[INPUT DATA]

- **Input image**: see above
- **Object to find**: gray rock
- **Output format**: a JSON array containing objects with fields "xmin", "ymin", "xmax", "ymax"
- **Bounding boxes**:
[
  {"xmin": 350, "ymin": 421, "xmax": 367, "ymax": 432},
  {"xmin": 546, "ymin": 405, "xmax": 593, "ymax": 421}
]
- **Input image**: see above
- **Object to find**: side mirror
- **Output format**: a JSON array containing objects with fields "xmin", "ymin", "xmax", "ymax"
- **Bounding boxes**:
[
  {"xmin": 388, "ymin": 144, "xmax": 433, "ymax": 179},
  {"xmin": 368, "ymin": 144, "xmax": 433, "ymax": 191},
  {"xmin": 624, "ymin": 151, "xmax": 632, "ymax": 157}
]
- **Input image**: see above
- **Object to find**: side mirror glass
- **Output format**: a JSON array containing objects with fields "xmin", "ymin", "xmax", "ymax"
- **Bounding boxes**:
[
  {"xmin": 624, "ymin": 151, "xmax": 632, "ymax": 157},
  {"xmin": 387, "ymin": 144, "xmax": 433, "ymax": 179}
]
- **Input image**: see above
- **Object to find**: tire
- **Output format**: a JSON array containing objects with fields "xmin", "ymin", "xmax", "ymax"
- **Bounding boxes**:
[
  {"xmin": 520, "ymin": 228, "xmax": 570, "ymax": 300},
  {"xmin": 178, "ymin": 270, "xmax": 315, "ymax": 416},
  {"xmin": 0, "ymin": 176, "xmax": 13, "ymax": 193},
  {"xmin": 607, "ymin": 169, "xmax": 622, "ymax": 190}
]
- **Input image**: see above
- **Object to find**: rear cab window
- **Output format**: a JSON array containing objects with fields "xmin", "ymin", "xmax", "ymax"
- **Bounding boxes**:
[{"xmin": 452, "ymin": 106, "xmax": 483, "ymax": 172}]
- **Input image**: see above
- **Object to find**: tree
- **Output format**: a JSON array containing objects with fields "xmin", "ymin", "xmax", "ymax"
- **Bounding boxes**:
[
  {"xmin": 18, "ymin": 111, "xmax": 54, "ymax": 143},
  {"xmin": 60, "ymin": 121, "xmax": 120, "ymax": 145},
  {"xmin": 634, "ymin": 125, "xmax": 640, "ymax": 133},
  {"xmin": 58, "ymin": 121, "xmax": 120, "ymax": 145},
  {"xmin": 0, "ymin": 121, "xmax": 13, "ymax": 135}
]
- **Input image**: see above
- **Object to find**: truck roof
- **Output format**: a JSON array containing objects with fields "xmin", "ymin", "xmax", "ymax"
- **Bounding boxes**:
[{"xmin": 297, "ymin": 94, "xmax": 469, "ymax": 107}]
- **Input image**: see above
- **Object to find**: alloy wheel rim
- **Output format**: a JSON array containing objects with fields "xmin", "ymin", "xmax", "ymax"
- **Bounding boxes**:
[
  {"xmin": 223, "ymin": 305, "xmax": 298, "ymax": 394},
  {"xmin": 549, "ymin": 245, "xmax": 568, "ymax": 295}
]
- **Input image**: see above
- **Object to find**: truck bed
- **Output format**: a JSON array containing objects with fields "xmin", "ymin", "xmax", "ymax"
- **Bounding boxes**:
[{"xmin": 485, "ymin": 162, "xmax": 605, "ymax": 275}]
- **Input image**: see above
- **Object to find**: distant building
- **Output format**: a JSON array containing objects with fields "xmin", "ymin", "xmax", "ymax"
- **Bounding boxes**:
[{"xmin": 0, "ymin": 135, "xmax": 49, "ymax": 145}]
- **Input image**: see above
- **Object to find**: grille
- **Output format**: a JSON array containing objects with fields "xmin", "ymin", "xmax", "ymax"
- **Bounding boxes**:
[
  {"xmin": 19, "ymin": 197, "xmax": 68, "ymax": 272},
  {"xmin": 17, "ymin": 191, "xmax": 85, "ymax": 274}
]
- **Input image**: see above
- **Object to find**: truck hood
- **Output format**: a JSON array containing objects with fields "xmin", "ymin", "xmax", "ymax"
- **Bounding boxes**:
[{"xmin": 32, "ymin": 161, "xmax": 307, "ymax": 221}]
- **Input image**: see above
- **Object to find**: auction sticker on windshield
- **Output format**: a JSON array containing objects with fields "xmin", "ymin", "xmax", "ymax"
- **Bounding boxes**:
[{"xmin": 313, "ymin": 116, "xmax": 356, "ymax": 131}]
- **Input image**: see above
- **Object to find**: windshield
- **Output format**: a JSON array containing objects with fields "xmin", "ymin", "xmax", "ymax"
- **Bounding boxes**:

[/INPUT DATA]

- [YOUR INSTRUCTIONS]: In the listing above, which lines include the string "mirror"? Return every one of them.

- [RESPONSE TO THE EXERCISE]:
- **Object to find**: side mirror
- **Object to find**: side mirror glass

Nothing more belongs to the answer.